*RECORDS SHOWN:*
>> Begin
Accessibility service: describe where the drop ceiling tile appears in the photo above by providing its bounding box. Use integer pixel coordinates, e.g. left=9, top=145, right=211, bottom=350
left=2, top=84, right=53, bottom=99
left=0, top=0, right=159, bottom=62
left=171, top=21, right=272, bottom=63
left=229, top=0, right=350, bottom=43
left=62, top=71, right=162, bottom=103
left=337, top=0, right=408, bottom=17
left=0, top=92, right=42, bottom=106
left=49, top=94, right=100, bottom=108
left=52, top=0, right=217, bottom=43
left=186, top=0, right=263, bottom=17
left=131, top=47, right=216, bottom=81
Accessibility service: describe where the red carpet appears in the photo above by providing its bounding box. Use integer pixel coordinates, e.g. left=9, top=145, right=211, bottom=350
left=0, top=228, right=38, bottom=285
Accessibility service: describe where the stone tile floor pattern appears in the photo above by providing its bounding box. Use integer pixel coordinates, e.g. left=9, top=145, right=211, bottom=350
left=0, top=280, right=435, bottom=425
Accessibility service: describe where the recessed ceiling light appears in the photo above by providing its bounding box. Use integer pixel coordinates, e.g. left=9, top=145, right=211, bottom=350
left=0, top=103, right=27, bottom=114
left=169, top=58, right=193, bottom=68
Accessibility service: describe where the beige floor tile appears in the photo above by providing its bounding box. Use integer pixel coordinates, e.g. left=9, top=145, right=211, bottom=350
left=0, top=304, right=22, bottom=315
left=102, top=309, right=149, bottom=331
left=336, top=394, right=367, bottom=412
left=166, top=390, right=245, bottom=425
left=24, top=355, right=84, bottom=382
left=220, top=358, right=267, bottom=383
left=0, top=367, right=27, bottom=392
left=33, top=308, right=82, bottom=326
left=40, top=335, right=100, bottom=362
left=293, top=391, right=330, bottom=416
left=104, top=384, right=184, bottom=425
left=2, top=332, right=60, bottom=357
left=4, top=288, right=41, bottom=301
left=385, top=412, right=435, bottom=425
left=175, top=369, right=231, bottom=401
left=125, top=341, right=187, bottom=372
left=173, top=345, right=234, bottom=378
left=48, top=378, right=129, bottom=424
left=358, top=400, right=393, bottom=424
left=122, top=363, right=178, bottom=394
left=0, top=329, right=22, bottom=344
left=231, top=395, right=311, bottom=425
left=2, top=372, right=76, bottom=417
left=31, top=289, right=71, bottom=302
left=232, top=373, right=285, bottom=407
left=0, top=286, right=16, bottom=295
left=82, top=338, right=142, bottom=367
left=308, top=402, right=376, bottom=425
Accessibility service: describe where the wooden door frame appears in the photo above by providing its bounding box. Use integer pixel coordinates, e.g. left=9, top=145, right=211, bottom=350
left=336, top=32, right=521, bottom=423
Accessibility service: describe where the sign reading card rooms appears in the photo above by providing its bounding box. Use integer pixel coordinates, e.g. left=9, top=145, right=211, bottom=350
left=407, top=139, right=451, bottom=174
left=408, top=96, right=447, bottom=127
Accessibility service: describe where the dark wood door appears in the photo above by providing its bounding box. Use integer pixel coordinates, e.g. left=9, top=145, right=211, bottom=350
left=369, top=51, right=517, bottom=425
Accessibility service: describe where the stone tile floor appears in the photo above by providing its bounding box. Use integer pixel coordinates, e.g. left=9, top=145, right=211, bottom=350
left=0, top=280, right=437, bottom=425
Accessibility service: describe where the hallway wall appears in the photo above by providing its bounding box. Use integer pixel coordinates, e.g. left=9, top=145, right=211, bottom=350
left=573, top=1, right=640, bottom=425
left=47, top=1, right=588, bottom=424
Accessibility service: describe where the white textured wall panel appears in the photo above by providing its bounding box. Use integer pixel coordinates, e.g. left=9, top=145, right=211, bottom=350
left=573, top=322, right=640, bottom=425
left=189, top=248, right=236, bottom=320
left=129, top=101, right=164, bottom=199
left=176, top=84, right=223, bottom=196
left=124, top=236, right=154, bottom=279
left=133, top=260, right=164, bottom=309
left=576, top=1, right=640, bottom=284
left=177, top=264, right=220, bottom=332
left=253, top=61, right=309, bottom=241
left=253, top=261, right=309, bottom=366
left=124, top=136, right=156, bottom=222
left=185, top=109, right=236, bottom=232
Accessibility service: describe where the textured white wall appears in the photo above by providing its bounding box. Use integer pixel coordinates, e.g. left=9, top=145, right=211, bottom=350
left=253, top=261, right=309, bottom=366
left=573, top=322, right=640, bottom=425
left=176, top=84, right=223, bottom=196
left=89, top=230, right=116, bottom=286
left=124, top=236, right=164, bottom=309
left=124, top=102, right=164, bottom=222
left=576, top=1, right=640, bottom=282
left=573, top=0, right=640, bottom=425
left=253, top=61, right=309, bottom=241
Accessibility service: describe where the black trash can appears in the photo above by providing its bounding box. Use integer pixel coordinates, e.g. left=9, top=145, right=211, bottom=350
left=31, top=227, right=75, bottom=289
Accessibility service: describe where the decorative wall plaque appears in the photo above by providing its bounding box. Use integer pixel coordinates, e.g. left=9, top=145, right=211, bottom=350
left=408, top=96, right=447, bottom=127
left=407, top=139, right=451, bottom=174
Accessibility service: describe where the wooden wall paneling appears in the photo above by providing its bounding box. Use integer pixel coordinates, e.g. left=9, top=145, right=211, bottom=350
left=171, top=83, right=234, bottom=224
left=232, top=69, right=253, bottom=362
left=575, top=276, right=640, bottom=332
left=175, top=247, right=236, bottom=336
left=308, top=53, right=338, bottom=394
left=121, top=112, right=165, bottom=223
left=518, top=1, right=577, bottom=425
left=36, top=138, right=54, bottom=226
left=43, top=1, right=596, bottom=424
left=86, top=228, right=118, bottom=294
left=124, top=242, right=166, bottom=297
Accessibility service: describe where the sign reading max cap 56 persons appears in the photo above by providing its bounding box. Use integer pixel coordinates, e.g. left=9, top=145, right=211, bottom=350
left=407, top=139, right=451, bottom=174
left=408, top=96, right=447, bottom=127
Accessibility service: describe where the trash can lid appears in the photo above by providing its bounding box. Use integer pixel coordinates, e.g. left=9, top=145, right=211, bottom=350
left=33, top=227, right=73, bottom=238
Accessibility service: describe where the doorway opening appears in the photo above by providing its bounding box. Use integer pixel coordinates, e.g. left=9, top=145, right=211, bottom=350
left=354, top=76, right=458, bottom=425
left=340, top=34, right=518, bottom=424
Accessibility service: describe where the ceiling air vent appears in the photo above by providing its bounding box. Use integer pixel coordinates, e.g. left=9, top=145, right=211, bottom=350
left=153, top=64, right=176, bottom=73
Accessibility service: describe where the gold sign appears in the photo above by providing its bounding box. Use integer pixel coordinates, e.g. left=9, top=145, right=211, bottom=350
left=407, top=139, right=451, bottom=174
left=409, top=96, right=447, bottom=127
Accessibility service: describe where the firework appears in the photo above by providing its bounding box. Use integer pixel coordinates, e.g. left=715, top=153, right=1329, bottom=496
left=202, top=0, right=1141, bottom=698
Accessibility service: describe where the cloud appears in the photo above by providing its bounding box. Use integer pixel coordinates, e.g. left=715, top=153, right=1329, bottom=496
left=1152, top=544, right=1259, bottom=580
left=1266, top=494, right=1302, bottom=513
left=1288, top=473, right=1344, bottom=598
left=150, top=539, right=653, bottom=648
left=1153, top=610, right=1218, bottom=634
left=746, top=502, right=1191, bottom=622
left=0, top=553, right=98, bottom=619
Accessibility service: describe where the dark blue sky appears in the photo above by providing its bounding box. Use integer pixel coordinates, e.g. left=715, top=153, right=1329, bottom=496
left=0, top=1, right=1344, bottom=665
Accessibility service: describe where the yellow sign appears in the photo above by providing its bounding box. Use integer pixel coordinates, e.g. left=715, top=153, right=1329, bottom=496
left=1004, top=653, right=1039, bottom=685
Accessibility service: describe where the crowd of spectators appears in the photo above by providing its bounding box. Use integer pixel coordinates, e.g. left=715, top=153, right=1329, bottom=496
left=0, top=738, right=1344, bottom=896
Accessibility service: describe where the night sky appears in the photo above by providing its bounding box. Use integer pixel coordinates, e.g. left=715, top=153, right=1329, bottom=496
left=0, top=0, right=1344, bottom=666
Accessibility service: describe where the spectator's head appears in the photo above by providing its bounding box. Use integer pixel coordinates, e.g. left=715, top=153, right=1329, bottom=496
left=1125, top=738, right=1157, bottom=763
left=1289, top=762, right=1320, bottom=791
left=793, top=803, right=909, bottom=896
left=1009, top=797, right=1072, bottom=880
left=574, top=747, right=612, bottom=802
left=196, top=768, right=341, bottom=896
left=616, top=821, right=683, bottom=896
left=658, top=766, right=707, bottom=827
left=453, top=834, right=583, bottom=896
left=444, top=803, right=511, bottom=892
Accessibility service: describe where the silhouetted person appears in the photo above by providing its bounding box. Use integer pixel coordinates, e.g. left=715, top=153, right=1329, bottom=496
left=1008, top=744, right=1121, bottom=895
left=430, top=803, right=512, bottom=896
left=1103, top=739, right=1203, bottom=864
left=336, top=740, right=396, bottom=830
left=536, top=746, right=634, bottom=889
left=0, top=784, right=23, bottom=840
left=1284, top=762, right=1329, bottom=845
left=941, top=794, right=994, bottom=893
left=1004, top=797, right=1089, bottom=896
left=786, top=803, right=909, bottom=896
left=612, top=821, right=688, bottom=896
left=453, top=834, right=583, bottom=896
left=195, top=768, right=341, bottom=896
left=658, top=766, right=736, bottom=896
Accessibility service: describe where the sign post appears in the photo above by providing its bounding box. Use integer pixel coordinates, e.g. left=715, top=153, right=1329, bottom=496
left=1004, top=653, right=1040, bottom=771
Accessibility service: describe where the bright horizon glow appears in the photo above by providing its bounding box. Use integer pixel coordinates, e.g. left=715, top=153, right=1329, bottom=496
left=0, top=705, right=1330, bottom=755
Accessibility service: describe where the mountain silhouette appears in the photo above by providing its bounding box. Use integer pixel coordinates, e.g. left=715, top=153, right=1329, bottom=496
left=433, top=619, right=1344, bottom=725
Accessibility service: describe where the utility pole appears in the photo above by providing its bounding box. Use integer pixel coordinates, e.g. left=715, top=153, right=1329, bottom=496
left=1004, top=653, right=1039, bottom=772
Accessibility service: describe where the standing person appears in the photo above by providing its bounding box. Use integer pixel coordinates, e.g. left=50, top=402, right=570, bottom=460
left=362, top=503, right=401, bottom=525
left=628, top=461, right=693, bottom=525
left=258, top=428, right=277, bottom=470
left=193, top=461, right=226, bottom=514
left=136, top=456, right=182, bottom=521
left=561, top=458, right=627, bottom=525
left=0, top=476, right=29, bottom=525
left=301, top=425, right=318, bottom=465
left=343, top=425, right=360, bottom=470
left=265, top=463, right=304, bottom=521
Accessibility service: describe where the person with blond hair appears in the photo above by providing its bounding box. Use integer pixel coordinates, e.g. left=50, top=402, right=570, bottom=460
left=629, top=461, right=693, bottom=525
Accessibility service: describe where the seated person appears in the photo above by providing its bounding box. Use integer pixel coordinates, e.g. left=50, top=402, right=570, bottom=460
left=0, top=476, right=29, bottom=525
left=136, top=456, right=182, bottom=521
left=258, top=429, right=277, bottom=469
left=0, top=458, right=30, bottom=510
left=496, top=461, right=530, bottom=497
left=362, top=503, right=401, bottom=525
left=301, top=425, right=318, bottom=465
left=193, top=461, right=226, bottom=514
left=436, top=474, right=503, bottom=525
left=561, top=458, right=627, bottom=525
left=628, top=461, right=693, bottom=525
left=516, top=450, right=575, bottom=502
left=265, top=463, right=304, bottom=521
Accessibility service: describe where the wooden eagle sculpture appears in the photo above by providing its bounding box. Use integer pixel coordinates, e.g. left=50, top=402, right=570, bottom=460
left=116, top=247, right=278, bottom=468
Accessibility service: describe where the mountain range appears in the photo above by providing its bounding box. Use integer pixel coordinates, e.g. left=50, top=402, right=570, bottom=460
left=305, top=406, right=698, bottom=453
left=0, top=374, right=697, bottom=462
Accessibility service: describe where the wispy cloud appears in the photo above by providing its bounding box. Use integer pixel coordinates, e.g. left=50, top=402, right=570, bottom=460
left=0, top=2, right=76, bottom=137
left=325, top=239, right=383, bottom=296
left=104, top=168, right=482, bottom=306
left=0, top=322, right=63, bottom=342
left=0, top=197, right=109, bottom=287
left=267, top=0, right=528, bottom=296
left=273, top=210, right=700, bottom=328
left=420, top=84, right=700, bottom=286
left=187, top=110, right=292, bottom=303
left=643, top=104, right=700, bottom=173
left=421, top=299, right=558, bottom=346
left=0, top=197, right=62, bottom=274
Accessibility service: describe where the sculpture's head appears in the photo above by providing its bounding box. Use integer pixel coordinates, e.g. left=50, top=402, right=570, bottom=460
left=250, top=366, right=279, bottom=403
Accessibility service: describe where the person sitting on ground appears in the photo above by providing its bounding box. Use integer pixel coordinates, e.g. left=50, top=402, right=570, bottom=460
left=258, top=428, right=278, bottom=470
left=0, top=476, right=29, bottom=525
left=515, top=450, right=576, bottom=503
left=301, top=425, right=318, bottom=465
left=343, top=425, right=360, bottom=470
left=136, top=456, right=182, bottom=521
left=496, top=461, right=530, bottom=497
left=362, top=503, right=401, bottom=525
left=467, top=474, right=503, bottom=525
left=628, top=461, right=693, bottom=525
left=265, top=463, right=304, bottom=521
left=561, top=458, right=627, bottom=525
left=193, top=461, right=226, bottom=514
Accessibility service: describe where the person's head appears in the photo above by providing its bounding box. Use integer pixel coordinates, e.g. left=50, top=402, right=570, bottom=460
>> End
*WHAT YOU NEED TO DO:* Copy out the lines from the one containing "Accessibility service: describe where the firework" through the one containing "left=202, top=0, right=1141, bottom=698", including both.

*CORRECT OUTPUT:*
Accessibility service: describe where the firework appears in the photo above by providing its bounding box. Use integer pixel coordinates, e.g. left=715, top=153, right=1329, bottom=496
left=202, top=0, right=1141, bottom=698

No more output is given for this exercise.